This image didn’t make the final edit of the movie. Images courtesy Walt Disney Motion Picture Studios.
Hell, it’s got Darth Vader (James Earl Jones) making puns.
At the start of Rogue One: A Star Wars Story, imperial weapons researcher Orson Krennic (Ben Mendelsohn) coerces scientist Galen Erso (Mads Mikkelsen) to work on the Death Star. Years later, Erso’s daughter, Jyn (Felicity Jones), has grown up under the care of anti-Empire radical Saw Gerrera (Forest Whitaker). Gerrera receives a transmission from Galen Erso detailing how to destroy the Death Star, and the rebel alliance recruits Jyn Erso to fetch it for them. Erso eventually leads a ragtag band of misfits in an assault on the Empire-controlled Scarif, where the plans are stored.
As a film, Rogue One is an absolute train wreck, but knowing the story behind its production it’s tough to call it a film at all. When reshoots were announced in May, the rumor was 40 percent of the movie needed to be changed to make the tone lighter. Disney walked those rumors back, but this feels exactly like a movie that had 40 percent of it gutted and re-done. The film’s production was clearly a porous ship — almost every rumored plot detail was true. Its jumbled narrative, manic tonal shifts and wildly unpredictable cuts distinctly echo Suicide Squad and Fantastic Four, two movies made infamous for being re-cut to death over studio concerns.

> _Supplied information_

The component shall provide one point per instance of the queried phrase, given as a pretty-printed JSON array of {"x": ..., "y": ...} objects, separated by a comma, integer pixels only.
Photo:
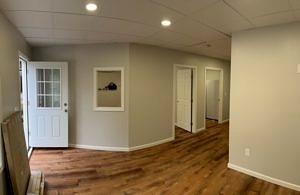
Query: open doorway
[
  {"x": 24, "y": 95},
  {"x": 213, "y": 96},
  {"x": 185, "y": 92}
]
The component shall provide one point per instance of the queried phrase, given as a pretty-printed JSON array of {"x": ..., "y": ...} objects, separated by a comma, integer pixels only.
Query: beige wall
[
  {"x": 151, "y": 90},
  {"x": 10, "y": 44},
  {"x": 212, "y": 75},
  {"x": 88, "y": 127},
  {"x": 265, "y": 108},
  {"x": 148, "y": 72}
]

> _Exercise instructions_
(1) Reproduce the passage of the Rogue One review that begins at the words "This image didn’t" and stops after the words "plans are stored.".
(2) According to the Rogue One review, what share of the movie was rumored to need changing when reshoots were announced in May?

> _Outputs_
(1)
This image didn’t make the final edit of the movie. Images courtesy Walt Disney Motion Picture Studios.
Hell, it’s got Darth Vader (James Earl Jones) making puns.
At the start of Rogue One: A Star Wars Story, imperial weapons researcher Orson Krennic (Ben Mendelsohn) coerces scientist Galen Erso (Mads Mikkelsen) to work on the Death Star. Years later, Erso’s daughter, Jyn (Felicity Jones), has grown up under the care of anti-Empire radical Saw Gerrera (Forest Whitaker). Gerrera receives a transmission from Galen Erso detailing how to destroy the Death Star, and the rebel alliance recruits Jyn Erso to fetch it for them. Erso eventually leads a ragtag band of misfits in an assault on the Empire-controlled Scarif, where the plans are stored.

(2) 40 percent.